Tarea obligatoria a :: Transcribe la parte del fragmento sobre la aprobación de Boluarte y del Congreso comprendida entre "El Congreso vigente, en" y "estaba todavía fresco.", ambos incluidos.

Fragmento ::
========

La desaprobación, en cambio, trae un ligero y constante incremento que supera el margen de error. En sus dos meses de gestión, el rechazo a Boluarte ha crecido en seis puntos porcentuales (pasó de un 68% en diciembre a un 74% en febrero), a ritmo de tres puntos por mes. Es una proporción significativa si se le compara con el bajo respaldo que recibe: el crecimiento de la desaprobación es un tercio del apoyo actual.
El Congreso vigente, en tanto, presenta la menor aprobación desde su instalación (11%), en julio del 2021. La cifra registrada es siete puntos menor que la que se reportaba en noviembre del 2022, el mes previo al fallido golpe de Pedro Castillo, cuando las expectativas estaban centradas en el rumbo que tomaría el proceso de vacancia. El rechazo, además, es el mismo que en diciembre (82%), cuando el alarde triunfal tras la caída de Castillo estaba todavía fresco.
No debe perderse de vista que es el fragmentado espacio parlamentario el que debe generar una salida para la crisis política que vive el país, que se va tornando crónica.

========

Registros de señalización de objetos en fotos
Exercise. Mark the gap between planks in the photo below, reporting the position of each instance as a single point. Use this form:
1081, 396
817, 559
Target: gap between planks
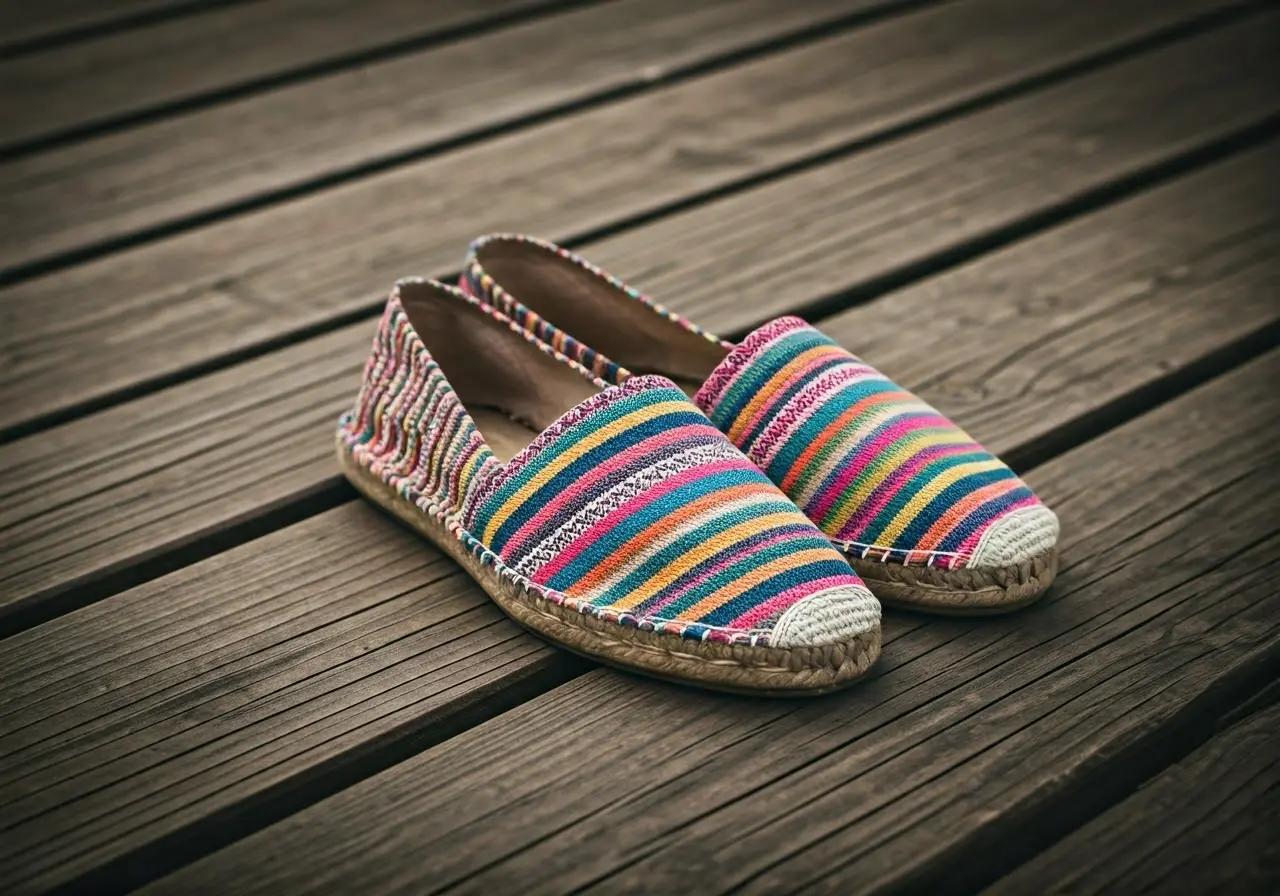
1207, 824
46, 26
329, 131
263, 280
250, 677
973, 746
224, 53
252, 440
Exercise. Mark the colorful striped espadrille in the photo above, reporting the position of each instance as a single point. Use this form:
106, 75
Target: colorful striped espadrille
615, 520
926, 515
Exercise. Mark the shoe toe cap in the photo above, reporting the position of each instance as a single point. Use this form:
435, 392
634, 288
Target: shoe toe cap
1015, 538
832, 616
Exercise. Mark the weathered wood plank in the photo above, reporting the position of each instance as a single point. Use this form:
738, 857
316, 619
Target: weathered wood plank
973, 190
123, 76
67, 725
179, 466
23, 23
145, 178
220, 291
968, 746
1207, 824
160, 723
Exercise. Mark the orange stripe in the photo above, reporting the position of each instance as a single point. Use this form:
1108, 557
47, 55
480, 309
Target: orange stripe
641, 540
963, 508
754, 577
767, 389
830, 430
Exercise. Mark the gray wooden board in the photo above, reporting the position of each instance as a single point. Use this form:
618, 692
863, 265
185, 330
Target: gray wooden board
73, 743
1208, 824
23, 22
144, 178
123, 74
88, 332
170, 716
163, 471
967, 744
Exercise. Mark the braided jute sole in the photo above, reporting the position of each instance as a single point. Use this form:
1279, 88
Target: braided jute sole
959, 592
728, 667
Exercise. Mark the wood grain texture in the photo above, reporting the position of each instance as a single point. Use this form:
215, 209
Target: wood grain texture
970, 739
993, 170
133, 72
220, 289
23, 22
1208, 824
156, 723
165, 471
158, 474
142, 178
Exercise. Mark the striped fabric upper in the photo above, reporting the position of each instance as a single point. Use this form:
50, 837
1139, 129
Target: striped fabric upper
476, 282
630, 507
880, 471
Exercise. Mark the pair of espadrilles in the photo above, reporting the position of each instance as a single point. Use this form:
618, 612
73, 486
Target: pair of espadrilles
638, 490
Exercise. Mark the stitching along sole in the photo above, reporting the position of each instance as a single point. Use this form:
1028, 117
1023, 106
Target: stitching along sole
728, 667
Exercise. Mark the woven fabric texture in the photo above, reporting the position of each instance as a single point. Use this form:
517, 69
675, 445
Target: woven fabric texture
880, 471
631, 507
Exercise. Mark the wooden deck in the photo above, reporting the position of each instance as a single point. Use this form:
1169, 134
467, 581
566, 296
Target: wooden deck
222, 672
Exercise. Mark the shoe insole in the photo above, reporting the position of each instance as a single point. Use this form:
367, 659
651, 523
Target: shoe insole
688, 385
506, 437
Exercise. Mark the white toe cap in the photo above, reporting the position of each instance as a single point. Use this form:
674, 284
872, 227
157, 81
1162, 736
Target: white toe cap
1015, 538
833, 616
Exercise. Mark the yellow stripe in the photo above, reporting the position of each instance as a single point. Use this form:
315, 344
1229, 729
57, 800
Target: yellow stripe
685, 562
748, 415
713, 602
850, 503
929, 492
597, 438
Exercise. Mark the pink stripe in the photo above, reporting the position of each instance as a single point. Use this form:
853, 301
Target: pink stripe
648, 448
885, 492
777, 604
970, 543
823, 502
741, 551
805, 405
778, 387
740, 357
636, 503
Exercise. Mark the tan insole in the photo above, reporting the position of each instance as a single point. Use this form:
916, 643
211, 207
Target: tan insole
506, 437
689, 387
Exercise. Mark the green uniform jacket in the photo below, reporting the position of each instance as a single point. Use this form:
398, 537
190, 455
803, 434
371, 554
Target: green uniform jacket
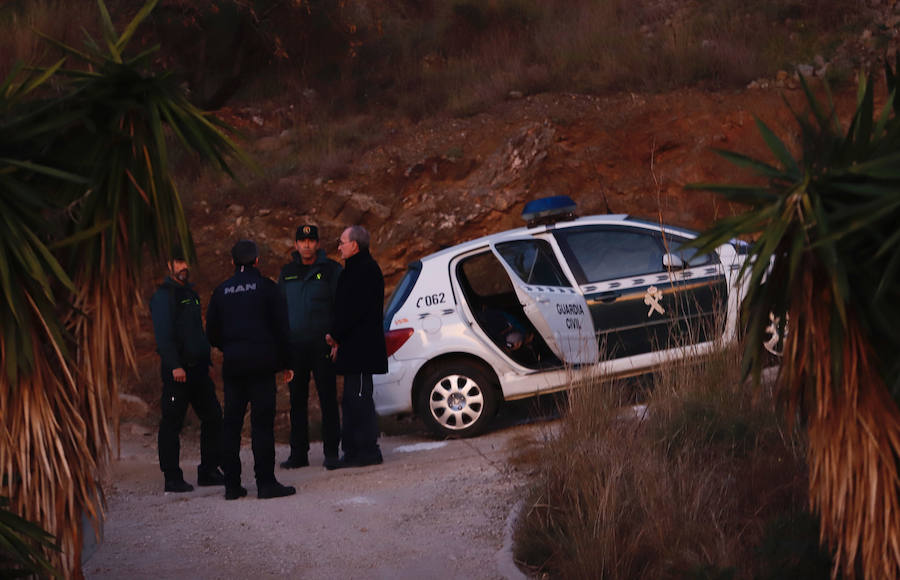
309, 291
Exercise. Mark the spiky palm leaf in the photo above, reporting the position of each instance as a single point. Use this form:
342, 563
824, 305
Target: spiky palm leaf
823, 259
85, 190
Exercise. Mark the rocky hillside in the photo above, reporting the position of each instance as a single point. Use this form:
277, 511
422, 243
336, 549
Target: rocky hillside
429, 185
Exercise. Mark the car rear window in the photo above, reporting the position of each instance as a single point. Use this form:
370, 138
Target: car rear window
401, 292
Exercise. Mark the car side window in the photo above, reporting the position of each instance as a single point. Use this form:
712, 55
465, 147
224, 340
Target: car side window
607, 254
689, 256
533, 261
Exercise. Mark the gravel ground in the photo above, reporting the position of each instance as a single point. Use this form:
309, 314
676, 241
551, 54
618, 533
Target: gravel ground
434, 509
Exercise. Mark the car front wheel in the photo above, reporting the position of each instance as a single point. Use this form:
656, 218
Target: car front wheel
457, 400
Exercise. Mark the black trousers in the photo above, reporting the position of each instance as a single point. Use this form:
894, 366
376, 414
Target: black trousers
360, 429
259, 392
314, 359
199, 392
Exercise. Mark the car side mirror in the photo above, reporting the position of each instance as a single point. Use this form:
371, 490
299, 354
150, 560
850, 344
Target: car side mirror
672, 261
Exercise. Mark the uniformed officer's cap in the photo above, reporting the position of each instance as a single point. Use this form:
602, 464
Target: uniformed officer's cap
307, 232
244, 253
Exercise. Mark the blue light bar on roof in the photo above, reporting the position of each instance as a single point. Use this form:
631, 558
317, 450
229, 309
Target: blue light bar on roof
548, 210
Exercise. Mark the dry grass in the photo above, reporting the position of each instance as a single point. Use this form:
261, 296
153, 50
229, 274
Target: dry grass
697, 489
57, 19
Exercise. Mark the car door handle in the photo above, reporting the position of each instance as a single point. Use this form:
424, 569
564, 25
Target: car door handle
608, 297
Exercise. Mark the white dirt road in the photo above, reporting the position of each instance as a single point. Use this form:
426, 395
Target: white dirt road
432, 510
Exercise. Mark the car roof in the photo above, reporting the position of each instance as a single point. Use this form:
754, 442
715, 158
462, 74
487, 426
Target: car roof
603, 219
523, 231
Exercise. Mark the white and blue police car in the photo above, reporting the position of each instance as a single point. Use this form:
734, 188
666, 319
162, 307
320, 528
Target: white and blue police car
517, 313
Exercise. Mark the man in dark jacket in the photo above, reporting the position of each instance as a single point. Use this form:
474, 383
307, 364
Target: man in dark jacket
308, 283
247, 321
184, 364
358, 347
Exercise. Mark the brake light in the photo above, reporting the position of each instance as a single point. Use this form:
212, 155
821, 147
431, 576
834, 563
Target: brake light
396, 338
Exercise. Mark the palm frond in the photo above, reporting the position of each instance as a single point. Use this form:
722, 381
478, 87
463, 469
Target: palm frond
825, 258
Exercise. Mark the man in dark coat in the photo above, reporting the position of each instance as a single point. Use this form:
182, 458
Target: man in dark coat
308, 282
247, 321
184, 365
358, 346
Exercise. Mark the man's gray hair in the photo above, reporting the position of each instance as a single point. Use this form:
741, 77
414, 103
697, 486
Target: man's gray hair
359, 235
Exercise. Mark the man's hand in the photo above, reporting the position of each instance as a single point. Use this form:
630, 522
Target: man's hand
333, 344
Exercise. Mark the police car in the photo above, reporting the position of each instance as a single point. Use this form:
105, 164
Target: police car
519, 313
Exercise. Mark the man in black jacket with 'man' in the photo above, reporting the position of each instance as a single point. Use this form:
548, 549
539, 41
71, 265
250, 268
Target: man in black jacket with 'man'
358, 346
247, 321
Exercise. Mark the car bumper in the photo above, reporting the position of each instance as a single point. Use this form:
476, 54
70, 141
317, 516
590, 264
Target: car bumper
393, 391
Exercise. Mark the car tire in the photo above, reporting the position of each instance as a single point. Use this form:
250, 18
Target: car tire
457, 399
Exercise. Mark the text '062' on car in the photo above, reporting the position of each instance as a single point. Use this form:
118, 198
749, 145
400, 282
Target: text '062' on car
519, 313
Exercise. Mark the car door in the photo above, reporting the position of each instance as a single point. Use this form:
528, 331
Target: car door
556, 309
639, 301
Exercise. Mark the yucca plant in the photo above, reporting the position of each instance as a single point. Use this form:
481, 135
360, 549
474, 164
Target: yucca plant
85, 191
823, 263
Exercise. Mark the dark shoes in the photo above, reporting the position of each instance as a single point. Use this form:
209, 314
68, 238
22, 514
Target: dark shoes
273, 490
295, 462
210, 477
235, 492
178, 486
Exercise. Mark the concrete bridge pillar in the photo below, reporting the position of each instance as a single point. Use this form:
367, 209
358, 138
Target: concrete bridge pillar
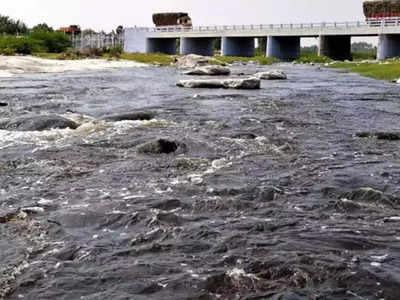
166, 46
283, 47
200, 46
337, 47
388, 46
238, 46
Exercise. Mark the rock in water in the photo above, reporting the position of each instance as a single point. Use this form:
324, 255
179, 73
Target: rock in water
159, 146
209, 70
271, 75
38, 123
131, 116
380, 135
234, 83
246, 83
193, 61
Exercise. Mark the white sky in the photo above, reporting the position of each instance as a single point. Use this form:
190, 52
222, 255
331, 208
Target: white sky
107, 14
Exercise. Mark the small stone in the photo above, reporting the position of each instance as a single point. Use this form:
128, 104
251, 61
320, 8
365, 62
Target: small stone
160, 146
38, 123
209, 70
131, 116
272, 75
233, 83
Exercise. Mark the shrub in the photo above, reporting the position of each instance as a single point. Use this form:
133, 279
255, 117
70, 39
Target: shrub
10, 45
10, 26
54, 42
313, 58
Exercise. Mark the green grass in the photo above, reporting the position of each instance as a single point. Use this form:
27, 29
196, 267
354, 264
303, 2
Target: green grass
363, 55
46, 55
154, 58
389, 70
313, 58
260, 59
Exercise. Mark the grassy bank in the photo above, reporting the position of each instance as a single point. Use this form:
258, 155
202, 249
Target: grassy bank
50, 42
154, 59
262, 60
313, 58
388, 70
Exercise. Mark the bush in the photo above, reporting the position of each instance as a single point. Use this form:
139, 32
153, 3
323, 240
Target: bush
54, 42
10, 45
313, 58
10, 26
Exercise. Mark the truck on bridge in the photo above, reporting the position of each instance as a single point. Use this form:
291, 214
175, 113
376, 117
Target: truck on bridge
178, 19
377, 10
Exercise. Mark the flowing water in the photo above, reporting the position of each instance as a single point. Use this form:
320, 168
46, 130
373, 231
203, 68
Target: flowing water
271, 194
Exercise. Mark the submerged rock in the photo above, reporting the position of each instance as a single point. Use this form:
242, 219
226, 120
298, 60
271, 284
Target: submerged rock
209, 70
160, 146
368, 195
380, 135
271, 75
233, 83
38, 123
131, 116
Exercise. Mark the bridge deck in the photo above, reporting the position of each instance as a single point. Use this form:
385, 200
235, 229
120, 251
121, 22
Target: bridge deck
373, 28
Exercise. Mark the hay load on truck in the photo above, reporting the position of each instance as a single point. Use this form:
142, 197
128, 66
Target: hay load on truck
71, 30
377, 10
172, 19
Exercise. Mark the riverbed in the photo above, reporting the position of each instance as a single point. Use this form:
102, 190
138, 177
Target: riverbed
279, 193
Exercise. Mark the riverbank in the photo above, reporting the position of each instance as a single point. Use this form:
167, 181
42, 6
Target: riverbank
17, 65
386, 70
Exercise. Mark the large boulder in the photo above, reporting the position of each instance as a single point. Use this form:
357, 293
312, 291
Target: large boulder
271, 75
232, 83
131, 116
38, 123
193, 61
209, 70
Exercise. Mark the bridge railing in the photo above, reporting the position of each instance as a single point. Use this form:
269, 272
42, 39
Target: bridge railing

========

Tarea obligatoria b :: Muestra todas las líneas del listado que contengan la palabra "colorful", distinguiendo entre mayúsculas y minúsculas.

Respuesta final a ::
El Congreso vigente, en tanto, presenta la menor aprobación desde su instalación (11%), en julio del 2021. La cifra registrada es siete puntos menor que la que se reportaba en noviembre del 2022, el mes previo al fallido golpe de Pedro Castillo, cuando las expectativas estaban centradas en el rumbo que tomaría el proceso de vacancia. El rechazo, además, es el mismo que en diciembre (82%), cuando el alarde triunfal tras la caída de Castillo estaba todavía fresco.

Respuesta final b ::
Exercise. Mark the colorful striped espadrille in the photo above, reporting the position of each instance as a single point. Use this form:
Target: colorful striped espadrille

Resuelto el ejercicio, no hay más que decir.